[Data extracted from a collection]
- - - -

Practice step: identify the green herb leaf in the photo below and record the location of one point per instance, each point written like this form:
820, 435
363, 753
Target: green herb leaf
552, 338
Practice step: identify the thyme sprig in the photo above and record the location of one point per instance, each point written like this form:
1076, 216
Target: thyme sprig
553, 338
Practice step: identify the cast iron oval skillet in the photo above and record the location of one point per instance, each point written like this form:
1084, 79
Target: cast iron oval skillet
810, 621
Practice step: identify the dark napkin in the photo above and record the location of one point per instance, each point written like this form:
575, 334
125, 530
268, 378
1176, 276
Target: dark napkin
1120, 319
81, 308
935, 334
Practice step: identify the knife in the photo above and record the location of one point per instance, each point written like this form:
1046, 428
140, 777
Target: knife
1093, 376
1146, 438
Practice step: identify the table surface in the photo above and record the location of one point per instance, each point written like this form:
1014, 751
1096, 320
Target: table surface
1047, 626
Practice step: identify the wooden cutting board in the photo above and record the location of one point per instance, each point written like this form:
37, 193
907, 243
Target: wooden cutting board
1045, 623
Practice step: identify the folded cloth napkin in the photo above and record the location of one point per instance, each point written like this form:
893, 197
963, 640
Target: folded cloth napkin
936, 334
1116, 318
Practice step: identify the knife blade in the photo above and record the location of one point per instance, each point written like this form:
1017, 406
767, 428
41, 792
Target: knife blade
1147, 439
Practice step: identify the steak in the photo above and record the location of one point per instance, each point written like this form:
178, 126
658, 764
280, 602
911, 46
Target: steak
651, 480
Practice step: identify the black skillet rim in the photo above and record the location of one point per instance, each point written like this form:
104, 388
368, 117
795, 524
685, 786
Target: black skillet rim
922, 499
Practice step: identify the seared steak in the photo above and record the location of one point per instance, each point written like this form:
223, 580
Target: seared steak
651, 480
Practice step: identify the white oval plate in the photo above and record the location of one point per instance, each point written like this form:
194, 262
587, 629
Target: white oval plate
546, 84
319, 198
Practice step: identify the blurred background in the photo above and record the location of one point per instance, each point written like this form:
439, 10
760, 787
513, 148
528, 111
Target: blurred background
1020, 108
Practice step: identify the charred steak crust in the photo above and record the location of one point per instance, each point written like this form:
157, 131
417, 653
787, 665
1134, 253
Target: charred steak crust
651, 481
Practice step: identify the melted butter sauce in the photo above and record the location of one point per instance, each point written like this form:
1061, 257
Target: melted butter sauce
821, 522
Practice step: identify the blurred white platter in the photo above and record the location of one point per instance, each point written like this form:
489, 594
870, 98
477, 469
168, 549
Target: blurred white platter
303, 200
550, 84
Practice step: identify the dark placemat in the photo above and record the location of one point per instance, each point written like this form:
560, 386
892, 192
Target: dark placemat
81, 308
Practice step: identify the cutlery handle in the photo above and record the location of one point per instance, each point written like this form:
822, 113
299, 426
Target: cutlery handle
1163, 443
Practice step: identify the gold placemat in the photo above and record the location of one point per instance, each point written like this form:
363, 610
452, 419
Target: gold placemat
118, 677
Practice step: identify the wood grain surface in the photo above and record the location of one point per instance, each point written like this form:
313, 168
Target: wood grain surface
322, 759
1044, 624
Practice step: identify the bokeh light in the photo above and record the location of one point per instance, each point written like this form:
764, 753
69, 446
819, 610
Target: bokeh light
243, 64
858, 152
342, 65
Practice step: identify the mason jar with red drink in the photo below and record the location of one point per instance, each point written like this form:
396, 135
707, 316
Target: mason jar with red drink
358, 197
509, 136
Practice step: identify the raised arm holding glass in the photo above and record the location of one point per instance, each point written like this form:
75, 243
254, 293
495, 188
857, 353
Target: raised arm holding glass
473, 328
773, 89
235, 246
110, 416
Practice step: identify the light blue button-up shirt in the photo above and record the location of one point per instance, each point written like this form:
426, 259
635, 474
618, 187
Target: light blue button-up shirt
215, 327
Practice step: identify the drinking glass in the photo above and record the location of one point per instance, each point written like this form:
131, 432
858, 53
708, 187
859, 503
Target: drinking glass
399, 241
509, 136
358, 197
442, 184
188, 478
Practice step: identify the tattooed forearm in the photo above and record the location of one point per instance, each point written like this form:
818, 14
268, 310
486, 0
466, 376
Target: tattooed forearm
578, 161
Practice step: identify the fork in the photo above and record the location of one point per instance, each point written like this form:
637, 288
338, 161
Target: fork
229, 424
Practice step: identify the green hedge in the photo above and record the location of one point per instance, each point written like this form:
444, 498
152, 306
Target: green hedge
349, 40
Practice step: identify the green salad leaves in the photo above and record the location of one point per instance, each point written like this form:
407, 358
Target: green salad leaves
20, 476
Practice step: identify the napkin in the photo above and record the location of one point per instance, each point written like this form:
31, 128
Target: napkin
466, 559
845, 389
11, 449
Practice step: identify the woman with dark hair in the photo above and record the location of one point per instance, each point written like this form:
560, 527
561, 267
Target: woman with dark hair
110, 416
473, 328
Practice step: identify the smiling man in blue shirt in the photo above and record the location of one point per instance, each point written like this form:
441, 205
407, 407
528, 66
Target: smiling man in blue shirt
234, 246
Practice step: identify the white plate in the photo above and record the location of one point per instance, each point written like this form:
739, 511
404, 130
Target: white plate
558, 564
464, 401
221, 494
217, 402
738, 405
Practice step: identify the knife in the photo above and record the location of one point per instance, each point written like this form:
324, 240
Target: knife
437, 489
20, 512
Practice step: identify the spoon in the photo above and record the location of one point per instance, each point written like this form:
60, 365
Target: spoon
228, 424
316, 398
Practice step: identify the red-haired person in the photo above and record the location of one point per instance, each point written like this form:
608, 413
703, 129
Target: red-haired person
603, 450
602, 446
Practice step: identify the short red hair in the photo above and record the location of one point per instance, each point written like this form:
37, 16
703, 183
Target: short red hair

- - - -

Problem:
Output the data once more, exactly as it appears above.

Answer to the exercise:
Practice step: identify the green herb leaf in the photo below and record the location of one point per instance, each point written like this form:
820, 435
363, 753
Target: green herb leaf
552, 338
Practice step: identify the thyme sprig in the photo above and record the location of one point per instance, each point written like this form:
1076, 216
Target: thyme sprig
553, 338
Practice step: identify the cast iron oval skillet in the photo above and record the location of one point per instance, each point written like this form:
1084, 79
Target: cast iron oval skillet
810, 621
Practice step: identify the dark napkin in the photo above and record the location of one point per instance, each point written like this form:
575, 334
125, 530
268, 378
1176, 276
Target: dark napkin
1120, 319
81, 308
935, 334
Practice step: identify the knife in the photo above and record the location of one point per instance, each point written like this form:
1046, 428
140, 777
Target: knife
1093, 376
1146, 438
Practice step: identify the table surface in the photo above and record the location of one point per instance, each point written like this form:
1014, 751
1096, 320
Target: table surface
1047, 626
Practice step: identify the wooden cutting board in the photo above and record the location of one point per instance, each point written like this form:
37, 193
907, 243
Target: wooden cutting board
1045, 623
Practice step: identify the folded cloth napkin in the photo above and record the location of one point per instance, each point written like this form:
893, 197
963, 640
Target: folded cloth napkin
936, 334
1116, 318
Practice step: identify the knife blade in the photo above and record the location of one point per instance, each point written like this form:
1017, 406
767, 428
41, 792
Target: knife blade
1147, 439
Practice step: identify the steak in the photo above and record the location of one point per instance, each point written like this form:
178, 126
658, 764
280, 602
911, 46
Target: steak
651, 480
Practice step: identify the black skillet rim in the photo above and record the location of one point per instance, each point written like this form:
104, 388
368, 117
795, 524
685, 786
Target: black skillet rim
922, 499
Practice step: identify the seared steak in the photo above and record the location of one point per instance, each point written like this form:
223, 580
Target: seared steak
651, 480
Practice step: identify the white oval plate in the photo above and record the location of one point per instance, each point written like this form:
194, 262
587, 629
Target: white oval plate
546, 84
319, 198
Practice step: identify the blurred background in the photo above and record the location of one point per instance, each point written like this form:
439, 10
760, 787
513, 148
528, 111
Target: blurred background
1020, 108
Practice step: identify the charred steak crust in the photo above and record the location of one point per instance, each point written like this form:
157, 131
417, 653
787, 665
1134, 253
Target: charred steak crust
651, 481
Practice step: identify the melted butter sauce in the photo above and record the location of one point per instance, each point written like this form:
1061, 257
Target: melted butter sauce
821, 522
Practice step: identify the blurred white platter in the photo above and record the location of one point per instance, each point written like this form:
489, 594
870, 98
477, 469
168, 549
Target: blurred white platter
303, 200
550, 84
Practice step: identify the dark placemat in the photo above and record the location of one point per instance, each point written like this form:
560, 386
892, 192
Target: dark placemat
81, 308
Practice step: identify the cutlery handle in the photo above and record the location of one point per instance, each point written like this form:
822, 113
299, 426
Target: cutlery handle
1163, 443
Practice step: identify the gold placemat in the photo above and record the location of one point per instance, each point written like this form:
363, 610
452, 419
Target: gold placemat
118, 677
Practice step: identify the wood grain surface in the photo above and record the location of one point per instance, each point written like this form:
313, 168
Target: wood grain surface
322, 759
1044, 624
Practice step: identify the bokeh light in the photo above and record the location of one point per instance, each point written like this form:
764, 753
69, 446
819, 610
Target: bokeh light
243, 64
858, 152
342, 65
Practice step: identify the mason jar with red drink in the photo below and record the location of one point per instance, each point written like this form:
396, 135
707, 316
Target: mason jar with red drink
358, 197
509, 136
Practice step: identify the raised arm holding glass in the photo above and record the location of one point per instance, each point written like this form:
75, 243
254, 293
495, 188
857, 353
Target: raised arm holding glass
473, 328
773, 89
235, 246
110, 416
Practice step: identify the light blue button-up shirt in the photo above and record the location of one point per instance, each point written like this form:
426, 259
635, 474
618, 187
Target: light blue button-up shirt
215, 327
Practice step: identify the drinking glass in the photo above and record the location of one point per instance, each point written like this form:
131, 432
858, 53
708, 187
859, 503
Target: drinking glass
399, 241
509, 136
358, 197
442, 184
188, 478
Practice step: identify the tattooed forearm in the photo above and record the location of one point per instance, each point written like this form:
818, 14
268, 310
486, 0
466, 376
Target: tattooed forearm
578, 161
Practice step: identify the fork in the photo above and record the location of one point per instance, each point written like this form:
637, 288
338, 161
Target: fork
229, 424
Practice step: identify the green hedge in the photo above and record the location of one point per instance, each point written like this form:
444, 498
152, 306
Target: green hedge
349, 40
Practice step: identify the green salad leaves in the photo above and record the location of one point per instance, each point written like this form:
407, 358
Target: green salad leaves
20, 476
Practice step: identify the napkin in the photo above and record the location of one point per instance, each point written like this form:
31, 128
Target: napkin
466, 559
845, 389
11, 449
Practice step: identify the woman with dark hair in the photo above and record the location of one point per instance, each point written like this form:
560, 527
561, 267
Target: woman with dark hair
110, 416
473, 328
Practice step: identify the smiling man in blue shirt in the photo above and record the location of one point per instance, each point written like this form:
441, 205
407, 407
528, 66
Target: smiling man in blue shirt
234, 246
Practice step: identify the white plate in the photo above and record the location of one point per instance, each point written like this form:
739, 511
404, 130
Target: white plate
558, 564
464, 401
221, 494
217, 402
738, 405
Practice step: identify the knife in the photo above and record the location of one point per instance, each point written like this form:
324, 240
Target: knife
437, 489
20, 512
Practice step: identify the spoon in the photo above and record the location of one point per instance, each point written like this form:
60, 365
Target: spoon
228, 424
316, 398
Practice step: identify the red-haired person in the photo above and record the location of one point per instance, each point written like this form:
608, 413
703, 129
Target: red-haired person
603, 450
602, 446
Practice step: identify the short red hair in the photo above and record the location of one point per instance, each point written like this form:
37, 16
703, 183
Target: short red hair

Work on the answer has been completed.